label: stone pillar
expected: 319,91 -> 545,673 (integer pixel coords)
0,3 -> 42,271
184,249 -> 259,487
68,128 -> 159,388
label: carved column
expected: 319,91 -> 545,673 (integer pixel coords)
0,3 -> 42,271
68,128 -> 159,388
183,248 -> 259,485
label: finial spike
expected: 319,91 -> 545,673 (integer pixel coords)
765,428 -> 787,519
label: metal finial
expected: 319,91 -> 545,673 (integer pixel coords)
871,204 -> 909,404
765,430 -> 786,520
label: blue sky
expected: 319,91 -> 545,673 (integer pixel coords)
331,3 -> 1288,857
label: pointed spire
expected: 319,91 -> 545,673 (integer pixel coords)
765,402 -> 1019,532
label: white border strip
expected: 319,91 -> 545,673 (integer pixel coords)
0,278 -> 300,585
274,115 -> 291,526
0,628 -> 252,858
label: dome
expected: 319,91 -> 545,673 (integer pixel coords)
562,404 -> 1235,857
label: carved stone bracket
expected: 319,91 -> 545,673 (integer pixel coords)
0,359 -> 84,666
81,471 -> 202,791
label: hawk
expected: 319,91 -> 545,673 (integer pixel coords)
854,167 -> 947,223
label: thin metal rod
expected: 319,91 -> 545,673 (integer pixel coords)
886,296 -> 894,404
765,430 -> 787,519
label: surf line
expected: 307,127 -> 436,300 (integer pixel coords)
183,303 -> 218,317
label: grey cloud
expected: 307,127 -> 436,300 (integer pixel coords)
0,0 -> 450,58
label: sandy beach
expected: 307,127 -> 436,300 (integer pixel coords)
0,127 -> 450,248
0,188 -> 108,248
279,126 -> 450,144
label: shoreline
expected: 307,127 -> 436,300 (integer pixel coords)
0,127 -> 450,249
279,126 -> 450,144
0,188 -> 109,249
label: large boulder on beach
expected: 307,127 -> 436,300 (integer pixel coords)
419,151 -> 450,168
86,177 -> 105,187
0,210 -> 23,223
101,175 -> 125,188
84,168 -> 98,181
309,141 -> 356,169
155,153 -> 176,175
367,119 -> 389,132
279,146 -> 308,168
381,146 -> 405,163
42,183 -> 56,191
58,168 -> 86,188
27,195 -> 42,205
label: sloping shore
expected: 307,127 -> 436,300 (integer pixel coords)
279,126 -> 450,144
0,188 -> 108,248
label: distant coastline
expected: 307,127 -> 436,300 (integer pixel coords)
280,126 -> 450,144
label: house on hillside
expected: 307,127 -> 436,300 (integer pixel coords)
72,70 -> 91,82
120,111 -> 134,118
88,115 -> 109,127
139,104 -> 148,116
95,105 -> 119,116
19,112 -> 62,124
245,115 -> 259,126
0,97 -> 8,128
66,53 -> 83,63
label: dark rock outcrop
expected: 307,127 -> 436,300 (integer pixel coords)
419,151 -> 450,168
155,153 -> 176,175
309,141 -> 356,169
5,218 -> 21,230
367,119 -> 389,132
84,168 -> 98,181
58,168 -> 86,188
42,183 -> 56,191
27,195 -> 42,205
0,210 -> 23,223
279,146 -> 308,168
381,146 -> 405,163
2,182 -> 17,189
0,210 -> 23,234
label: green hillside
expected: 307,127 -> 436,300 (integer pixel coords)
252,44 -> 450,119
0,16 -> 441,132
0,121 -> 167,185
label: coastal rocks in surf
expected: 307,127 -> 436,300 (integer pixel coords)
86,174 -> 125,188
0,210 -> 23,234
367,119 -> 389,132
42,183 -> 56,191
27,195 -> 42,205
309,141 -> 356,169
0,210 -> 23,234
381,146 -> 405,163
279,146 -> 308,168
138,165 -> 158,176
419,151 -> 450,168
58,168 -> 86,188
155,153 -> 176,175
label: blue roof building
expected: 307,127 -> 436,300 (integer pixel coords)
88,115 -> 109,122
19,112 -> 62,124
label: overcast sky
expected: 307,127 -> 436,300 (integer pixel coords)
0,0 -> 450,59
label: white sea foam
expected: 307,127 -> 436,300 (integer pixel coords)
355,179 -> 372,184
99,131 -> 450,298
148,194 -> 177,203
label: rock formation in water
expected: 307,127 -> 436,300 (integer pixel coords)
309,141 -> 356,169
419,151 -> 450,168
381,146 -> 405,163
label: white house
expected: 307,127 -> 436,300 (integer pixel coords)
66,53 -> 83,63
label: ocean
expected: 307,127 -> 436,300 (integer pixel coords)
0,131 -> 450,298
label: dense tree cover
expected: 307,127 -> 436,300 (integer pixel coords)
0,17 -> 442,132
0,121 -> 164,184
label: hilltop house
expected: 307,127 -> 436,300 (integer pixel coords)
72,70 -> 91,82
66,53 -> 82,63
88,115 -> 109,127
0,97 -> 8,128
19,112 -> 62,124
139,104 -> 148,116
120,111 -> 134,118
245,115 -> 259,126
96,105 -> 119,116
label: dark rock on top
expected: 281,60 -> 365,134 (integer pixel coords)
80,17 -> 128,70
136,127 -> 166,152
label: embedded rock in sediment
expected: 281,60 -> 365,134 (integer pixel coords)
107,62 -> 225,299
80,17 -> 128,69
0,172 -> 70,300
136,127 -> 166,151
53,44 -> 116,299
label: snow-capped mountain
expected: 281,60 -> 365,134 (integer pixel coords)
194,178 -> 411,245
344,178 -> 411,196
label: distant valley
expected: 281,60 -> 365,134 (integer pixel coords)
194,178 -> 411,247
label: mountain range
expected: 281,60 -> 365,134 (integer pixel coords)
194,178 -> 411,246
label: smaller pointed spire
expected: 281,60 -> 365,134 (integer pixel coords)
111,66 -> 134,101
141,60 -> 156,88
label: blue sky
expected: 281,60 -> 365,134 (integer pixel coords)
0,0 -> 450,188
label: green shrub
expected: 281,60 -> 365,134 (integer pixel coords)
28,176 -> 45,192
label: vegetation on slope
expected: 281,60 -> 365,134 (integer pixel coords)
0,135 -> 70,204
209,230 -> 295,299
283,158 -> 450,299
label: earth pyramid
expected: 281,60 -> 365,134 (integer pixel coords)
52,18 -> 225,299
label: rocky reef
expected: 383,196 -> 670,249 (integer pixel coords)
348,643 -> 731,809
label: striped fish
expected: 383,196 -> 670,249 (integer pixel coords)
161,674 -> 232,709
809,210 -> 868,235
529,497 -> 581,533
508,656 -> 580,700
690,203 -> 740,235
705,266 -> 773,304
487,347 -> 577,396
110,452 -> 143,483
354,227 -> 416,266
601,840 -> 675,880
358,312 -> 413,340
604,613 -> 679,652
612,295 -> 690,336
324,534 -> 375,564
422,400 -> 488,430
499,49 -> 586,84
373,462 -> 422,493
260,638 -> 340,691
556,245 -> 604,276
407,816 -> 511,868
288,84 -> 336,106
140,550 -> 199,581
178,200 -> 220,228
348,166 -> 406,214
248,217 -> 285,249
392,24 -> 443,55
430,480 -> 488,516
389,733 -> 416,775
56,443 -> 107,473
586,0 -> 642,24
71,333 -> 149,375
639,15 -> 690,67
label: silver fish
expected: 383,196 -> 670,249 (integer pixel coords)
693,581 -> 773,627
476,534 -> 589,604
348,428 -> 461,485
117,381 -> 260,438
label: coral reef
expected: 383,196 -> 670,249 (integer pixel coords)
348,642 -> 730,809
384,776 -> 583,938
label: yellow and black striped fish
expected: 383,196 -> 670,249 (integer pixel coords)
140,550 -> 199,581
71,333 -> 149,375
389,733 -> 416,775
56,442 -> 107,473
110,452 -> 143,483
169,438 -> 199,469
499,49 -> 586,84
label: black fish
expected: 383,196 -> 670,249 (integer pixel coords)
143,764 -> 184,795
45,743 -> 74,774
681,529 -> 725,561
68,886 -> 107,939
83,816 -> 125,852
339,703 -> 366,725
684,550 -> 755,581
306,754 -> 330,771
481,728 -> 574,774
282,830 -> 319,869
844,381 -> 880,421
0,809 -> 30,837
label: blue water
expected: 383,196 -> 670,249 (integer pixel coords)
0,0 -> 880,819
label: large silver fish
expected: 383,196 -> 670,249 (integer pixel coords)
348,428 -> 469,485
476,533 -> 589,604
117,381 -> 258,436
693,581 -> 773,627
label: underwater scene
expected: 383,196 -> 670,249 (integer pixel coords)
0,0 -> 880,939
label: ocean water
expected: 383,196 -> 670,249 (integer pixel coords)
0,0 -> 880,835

#####

Write out the material above word for word, from its very first line through the line that holds "765,428 -> 787,519", inclusive.

Complete response:
label: stone pillar
expected: 319,91 -> 545,673 (integer pixel coords)
0,3 -> 42,271
184,249 -> 259,487
68,128 -> 159,388
label: carved column
expected: 319,91 -> 545,673 (integer pixel coords)
0,3 -> 42,271
68,128 -> 159,388
183,248 -> 259,485
label: finial spike
expected: 319,91 -> 545,673 (integer pixel coords)
765,428 -> 787,519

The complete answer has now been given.